Aim – Please rewrite the data below as a Markdown table with the columns Row and Line, one numbered row per line and blank lines left out. Leave the pictures out of the answer.
━━ Exercise data ━━
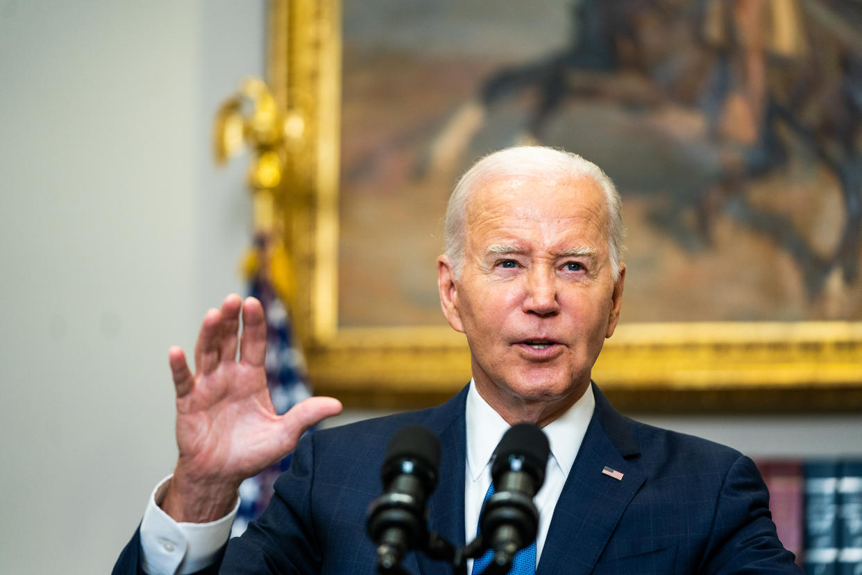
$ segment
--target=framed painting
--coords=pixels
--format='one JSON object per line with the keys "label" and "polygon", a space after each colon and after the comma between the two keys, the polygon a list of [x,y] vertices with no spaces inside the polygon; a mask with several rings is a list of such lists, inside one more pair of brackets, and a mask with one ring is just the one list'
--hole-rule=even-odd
━━━
The output –
| Row | Line |
|---|---|
| 1 | $ segment |
| 2 | --target=framed painting |
| 3 | --coords=pixels |
| 4 | --format='one JSON object per line with the keys "label" and "polygon", a space after each colon and after the comma between the two keys, the polygon a list of [x,y] vertices with no spaces inside the polygon; a mask with several rings is a list of such lists, inside one more pair of brackets, and a mask with one ring is just the one list' |
| 5 | --hole-rule=even-odd |